◆ **ASSIGNED TASK**
Return each line of the entries that holds the string "expected".

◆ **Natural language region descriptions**
*** Begin section ***

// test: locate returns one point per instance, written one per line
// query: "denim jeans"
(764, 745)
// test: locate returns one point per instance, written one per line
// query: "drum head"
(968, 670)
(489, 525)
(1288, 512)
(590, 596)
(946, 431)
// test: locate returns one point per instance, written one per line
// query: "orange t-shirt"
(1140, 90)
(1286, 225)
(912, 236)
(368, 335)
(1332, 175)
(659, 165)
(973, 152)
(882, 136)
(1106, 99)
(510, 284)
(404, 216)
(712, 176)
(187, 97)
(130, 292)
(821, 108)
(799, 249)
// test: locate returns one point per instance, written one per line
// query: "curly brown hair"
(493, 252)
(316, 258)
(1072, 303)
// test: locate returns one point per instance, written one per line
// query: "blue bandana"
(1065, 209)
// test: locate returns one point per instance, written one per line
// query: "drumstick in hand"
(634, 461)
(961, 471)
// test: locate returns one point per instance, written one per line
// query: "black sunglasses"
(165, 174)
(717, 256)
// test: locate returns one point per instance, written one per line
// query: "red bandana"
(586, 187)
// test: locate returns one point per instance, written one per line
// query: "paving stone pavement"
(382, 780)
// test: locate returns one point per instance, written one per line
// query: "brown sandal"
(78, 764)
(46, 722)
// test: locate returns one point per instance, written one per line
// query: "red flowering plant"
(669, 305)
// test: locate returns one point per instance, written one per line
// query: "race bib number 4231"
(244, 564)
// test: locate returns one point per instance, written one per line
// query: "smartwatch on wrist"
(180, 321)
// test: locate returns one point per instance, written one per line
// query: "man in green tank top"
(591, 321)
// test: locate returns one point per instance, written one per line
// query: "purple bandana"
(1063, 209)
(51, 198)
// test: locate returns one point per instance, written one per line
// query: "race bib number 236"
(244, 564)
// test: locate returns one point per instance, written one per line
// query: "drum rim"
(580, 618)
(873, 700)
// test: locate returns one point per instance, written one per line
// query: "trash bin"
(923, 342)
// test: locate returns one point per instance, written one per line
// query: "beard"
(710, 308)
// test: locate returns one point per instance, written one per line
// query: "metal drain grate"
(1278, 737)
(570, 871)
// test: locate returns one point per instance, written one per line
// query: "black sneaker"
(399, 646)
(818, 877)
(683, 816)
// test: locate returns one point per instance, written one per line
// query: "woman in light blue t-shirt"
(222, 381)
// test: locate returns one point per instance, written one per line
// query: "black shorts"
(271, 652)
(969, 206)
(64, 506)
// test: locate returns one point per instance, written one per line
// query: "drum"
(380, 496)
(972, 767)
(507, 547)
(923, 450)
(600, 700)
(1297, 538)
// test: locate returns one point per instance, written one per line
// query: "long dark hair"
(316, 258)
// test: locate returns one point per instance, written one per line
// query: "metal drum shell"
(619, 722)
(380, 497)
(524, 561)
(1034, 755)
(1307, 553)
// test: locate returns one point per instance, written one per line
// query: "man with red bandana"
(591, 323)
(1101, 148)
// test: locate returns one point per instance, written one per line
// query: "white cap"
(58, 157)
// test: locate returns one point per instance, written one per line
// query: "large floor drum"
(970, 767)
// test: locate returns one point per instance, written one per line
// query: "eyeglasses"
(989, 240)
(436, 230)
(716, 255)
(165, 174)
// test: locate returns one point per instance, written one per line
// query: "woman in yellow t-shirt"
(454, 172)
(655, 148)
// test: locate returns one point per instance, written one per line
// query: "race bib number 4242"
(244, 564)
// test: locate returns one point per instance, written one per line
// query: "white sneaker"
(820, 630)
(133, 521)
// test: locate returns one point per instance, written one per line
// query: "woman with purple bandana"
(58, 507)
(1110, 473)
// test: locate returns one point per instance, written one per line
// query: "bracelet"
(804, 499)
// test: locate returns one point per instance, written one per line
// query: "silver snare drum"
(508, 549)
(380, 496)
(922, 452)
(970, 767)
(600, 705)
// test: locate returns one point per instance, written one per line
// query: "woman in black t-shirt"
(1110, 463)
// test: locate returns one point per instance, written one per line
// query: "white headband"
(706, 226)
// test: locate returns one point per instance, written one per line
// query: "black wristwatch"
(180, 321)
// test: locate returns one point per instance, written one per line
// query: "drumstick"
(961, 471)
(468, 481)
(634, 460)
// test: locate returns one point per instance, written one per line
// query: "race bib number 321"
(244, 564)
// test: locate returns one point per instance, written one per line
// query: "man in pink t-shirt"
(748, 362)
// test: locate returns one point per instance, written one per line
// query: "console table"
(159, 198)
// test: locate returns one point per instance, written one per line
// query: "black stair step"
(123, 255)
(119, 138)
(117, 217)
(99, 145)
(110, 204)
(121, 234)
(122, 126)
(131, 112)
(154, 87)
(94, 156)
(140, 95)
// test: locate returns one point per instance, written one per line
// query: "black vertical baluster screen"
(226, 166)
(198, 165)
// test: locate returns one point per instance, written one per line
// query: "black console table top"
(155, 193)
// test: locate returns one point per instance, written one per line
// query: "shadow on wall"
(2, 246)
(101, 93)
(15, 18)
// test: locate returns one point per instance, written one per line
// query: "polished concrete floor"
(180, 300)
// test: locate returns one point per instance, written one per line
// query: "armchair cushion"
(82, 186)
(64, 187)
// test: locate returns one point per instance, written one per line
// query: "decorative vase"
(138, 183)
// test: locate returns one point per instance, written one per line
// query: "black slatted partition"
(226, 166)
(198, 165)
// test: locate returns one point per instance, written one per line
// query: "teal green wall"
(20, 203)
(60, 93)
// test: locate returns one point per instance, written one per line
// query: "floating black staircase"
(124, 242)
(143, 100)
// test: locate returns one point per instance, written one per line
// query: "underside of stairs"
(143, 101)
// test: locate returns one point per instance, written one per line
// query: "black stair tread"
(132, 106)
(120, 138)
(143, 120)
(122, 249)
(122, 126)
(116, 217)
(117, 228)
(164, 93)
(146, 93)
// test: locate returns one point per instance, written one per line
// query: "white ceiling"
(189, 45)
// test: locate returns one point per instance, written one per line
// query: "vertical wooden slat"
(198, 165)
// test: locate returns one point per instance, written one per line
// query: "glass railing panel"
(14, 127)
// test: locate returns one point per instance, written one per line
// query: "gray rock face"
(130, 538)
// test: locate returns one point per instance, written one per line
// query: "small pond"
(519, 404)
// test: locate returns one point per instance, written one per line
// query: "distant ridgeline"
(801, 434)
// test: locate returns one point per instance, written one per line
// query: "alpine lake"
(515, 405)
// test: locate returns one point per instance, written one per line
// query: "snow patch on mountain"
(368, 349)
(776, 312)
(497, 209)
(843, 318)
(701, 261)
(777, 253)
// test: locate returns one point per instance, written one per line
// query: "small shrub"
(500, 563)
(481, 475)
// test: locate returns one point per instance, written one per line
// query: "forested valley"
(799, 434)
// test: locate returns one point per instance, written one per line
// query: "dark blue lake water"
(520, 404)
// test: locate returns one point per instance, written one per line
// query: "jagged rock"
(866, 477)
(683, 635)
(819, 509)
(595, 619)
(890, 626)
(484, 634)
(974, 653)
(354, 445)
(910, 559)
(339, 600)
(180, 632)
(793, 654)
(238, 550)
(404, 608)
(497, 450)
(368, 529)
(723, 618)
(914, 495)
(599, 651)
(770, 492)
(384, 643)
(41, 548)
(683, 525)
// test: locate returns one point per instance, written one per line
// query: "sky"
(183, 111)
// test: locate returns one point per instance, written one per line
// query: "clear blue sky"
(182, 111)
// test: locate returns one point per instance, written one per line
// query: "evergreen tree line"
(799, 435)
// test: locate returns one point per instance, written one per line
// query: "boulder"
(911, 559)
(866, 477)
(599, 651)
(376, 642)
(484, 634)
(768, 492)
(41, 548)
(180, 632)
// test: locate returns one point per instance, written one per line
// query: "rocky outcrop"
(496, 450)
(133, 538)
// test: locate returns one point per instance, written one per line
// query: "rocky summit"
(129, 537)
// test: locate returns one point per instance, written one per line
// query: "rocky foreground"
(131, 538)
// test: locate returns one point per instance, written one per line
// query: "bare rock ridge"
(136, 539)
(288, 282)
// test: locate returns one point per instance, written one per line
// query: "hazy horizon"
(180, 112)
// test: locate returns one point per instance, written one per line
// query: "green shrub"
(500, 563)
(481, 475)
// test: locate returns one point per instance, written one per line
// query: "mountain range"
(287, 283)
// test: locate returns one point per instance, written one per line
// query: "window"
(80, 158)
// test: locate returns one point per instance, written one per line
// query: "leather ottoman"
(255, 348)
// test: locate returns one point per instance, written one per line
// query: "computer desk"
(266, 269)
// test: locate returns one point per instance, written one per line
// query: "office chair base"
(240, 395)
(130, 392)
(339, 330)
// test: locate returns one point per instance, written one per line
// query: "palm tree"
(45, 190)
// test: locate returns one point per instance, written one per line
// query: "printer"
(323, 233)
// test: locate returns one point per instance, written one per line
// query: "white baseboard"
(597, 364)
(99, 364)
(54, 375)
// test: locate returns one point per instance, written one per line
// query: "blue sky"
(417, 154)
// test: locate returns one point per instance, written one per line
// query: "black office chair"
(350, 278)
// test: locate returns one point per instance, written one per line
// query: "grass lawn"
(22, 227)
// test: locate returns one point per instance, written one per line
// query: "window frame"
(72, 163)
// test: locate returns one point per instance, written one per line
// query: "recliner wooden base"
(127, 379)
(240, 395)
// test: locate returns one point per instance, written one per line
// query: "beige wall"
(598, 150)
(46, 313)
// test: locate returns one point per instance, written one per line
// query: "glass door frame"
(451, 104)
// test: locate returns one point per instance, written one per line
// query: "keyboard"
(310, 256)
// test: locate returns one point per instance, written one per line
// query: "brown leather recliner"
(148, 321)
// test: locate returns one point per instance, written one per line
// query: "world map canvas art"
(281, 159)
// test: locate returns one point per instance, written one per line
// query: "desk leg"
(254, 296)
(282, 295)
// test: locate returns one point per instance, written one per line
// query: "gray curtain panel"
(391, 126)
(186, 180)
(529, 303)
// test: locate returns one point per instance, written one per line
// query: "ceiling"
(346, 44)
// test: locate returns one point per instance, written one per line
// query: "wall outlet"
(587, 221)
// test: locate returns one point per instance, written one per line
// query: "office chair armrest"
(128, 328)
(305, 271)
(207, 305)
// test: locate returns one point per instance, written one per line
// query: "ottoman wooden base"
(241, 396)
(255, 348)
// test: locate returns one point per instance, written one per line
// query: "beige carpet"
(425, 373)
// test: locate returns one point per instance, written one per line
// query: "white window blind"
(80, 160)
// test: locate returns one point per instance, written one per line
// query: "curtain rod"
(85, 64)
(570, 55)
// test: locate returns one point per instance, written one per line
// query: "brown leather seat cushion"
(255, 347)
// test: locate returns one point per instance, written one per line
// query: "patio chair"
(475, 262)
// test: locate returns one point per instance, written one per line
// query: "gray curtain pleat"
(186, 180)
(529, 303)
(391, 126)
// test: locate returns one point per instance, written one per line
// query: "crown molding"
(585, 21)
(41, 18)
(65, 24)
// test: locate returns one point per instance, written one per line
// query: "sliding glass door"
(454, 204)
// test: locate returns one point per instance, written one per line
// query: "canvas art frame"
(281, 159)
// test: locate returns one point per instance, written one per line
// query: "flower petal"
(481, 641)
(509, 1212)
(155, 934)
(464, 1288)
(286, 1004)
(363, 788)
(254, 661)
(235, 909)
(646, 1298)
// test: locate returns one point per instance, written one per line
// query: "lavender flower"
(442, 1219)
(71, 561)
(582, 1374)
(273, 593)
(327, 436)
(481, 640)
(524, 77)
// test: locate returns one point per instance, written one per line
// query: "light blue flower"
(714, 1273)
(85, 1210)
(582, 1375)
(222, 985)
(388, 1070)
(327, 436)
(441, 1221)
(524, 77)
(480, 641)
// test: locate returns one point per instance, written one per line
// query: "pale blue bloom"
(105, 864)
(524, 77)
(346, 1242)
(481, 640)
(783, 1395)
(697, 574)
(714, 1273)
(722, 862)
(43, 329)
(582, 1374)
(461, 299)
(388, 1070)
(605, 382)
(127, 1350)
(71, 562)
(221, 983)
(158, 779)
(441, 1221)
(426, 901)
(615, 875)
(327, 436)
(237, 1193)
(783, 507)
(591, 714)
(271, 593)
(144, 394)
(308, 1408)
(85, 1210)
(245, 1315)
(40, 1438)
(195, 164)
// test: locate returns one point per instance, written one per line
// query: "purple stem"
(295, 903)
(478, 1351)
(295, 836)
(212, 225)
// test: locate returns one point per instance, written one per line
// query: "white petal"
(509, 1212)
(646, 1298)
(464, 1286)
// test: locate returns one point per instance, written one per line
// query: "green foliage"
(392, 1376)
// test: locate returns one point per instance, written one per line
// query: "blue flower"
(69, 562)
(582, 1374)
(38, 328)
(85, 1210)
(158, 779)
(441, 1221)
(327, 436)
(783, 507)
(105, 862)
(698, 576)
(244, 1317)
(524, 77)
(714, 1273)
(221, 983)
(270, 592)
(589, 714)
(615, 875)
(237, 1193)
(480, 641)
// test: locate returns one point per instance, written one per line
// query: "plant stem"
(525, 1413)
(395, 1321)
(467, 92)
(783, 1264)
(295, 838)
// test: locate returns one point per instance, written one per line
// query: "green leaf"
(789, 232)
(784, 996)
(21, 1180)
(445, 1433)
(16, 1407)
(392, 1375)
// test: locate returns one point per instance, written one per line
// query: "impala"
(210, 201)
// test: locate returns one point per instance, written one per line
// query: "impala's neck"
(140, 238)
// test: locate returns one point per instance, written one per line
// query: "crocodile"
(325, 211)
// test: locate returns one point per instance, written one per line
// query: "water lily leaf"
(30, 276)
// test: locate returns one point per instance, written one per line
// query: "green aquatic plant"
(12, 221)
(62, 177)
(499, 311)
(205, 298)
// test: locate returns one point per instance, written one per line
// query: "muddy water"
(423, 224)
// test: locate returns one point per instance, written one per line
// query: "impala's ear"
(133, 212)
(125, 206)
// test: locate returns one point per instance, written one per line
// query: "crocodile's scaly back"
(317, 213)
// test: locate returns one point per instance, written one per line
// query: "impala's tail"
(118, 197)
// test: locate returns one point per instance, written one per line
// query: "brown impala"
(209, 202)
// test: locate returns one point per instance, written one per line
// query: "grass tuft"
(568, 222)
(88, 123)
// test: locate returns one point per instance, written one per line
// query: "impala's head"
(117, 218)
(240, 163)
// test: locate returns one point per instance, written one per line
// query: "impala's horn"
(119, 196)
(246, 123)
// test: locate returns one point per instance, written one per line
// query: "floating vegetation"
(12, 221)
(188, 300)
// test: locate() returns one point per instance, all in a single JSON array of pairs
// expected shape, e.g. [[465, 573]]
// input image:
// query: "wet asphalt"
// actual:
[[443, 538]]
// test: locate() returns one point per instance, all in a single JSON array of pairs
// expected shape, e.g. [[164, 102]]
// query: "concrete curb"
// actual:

*** End section ***

◆ **RESULT OF THIS EXERCISE**
// expected shape, e.g. [[465, 573]]
// expected shape, e.g. [[164, 102]]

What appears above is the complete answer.